**INFORMATION SHOWN**

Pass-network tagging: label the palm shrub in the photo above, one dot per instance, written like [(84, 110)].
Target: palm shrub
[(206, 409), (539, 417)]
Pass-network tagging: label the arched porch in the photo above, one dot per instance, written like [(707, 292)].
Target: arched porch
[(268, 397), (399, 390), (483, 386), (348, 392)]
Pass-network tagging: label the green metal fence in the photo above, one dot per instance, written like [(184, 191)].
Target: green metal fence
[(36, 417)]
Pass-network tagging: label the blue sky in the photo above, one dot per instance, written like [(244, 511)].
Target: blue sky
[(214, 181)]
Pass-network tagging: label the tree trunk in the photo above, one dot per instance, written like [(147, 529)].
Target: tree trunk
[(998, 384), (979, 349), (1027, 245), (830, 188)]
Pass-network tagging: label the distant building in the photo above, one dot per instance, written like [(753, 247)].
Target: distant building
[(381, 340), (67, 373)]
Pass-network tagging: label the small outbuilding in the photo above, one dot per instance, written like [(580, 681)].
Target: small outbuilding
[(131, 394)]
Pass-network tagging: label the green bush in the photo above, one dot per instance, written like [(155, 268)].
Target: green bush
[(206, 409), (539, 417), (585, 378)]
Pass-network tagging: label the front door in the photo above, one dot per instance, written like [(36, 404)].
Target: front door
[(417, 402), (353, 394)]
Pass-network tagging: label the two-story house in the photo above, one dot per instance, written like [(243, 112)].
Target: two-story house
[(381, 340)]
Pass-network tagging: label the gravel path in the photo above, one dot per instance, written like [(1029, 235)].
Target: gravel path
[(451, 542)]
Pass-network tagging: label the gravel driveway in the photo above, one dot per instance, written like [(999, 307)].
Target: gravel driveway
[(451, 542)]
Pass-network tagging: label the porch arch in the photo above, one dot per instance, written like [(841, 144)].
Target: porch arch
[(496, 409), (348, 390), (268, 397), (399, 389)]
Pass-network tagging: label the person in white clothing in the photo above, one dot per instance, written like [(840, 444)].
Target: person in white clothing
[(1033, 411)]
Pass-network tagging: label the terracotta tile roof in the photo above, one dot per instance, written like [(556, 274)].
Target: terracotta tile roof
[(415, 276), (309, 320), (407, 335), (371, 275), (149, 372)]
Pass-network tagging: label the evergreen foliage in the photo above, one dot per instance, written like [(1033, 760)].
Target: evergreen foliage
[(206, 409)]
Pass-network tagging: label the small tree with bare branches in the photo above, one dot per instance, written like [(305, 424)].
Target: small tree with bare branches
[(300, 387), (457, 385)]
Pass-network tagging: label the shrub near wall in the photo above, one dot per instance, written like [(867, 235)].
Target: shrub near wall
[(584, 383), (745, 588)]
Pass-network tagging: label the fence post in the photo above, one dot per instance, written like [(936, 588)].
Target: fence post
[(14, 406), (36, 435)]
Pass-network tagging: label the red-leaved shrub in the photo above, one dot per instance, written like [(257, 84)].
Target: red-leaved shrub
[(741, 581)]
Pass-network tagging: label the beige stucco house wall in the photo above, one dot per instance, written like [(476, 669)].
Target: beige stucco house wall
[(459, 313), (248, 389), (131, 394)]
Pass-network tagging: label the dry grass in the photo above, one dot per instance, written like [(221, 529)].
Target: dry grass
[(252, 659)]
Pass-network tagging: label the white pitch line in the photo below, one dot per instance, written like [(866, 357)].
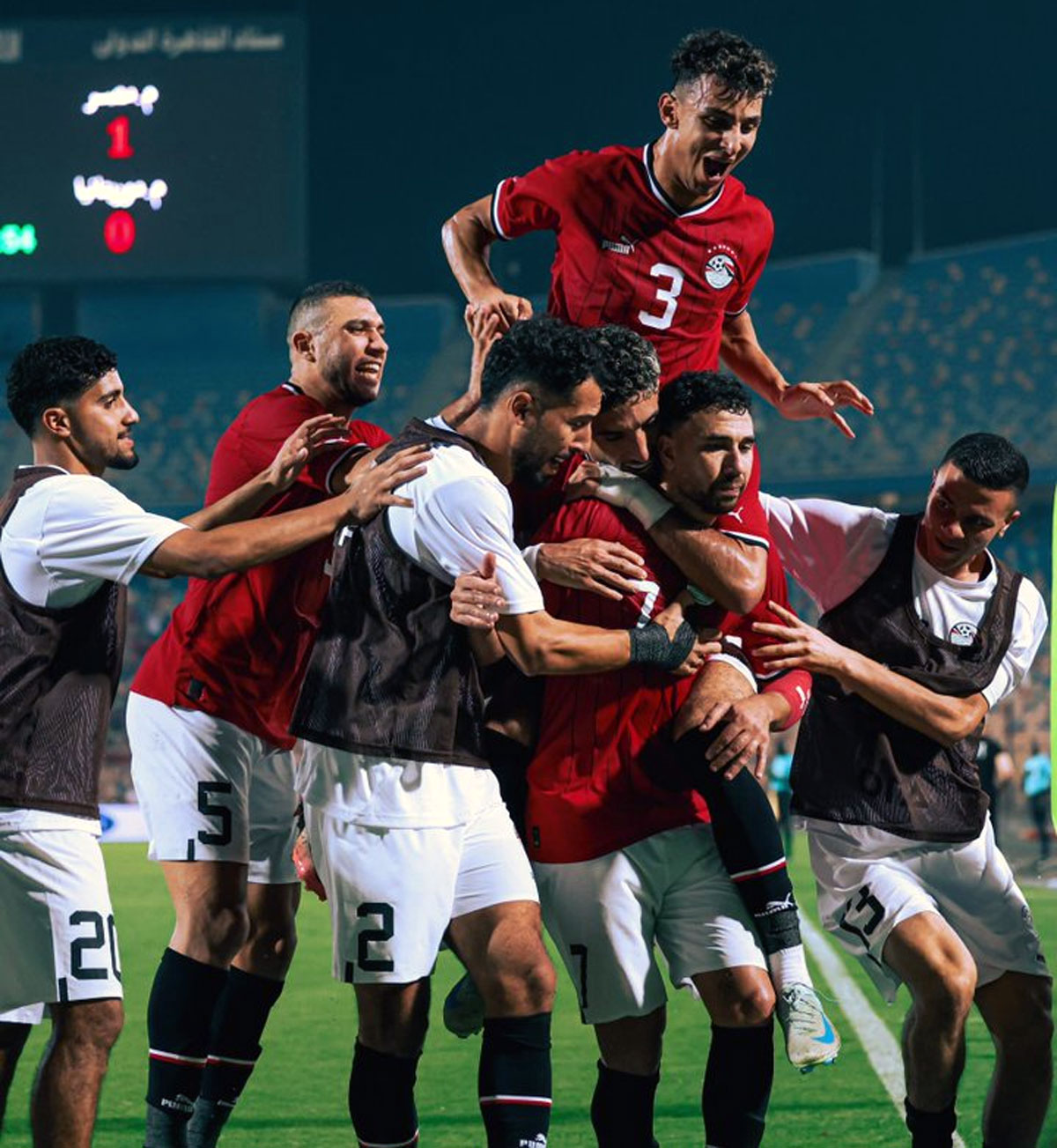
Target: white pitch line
[(874, 1034)]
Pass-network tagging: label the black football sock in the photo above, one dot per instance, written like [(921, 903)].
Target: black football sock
[(931, 1129), (12, 1038), (750, 844), (381, 1098), (514, 1079), (179, 1016), (738, 1086), (622, 1109), (510, 761), (238, 1023)]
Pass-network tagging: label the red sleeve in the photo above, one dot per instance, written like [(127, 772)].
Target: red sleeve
[(757, 261), (250, 444), (747, 522), (536, 200)]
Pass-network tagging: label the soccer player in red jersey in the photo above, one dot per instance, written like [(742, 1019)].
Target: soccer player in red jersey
[(622, 860), (662, 238), (208, 724)]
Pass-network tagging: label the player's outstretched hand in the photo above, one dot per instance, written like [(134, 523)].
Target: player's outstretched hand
[(506, 307), (301, 446), (822, 401), (371, 488), (477, 598), (796, 645), (609, 568), (306, 866)]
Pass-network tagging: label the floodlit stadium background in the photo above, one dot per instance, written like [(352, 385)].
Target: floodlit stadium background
[(906, 159)]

**INSTRUCTIONS TO FOLLOW**
Copy the items again, starting at the line that has "Pass-network tagging: label the fence" and stopping after the line that has "[(757, 261), (250, 444), (747, 522), (536, 200)]", with their text kept and 92 added to every coordinate in the bracketed answer lists (not the sample coordinates in the text). Leave the pictures out.

**SOLUTION TO THIS PROBLEM**
Pass-network tagging: label the fence post in the photo above, one dot per instance, written like [(936, 588)].
Target: fence post
[(106, 498), (128, 527)]
Pass-network tagging: label the red-leaved shrub in the photo above, one dot per instance, written like [(257, 84)].
Target: red-leaved shrub
[(833, 673)]
Pass-network tagging: label the beige stucco house wall in the photo above, one dot per instance, written like [(476, 669)].
Target: beige stucco house wall
[(551, 405), (340, 481), (223, 486)]
Pass-network tagging: label the dry grass in the photo above, one dot per instance, written like [(221, 529)].
Target: dry grass
[(344, 751)]
Pass-network tagging: label the white pitch line in the photo below, one dot per instance, written like [(866, 357)].
Target: white pitch line
[(966, 1126)]
Pass-network tagging: label the black football sock in the photo above, one dot per instance, written like [(921, 903)].
Target: black football sock
[(1023, 1221), (104, 1130), (842, 936), (473, 1190), (606, 1171), (271, 1108), (830, 1178), (714, 1201), (602, 853), (330, 1115)]
Pass-network tagging: label the red sleeve in the photo above, one dot per instance, written like [(127, 772)].
Target: red sleeve
[(849, 353), (342, 536), (839, 614), (628, 292)]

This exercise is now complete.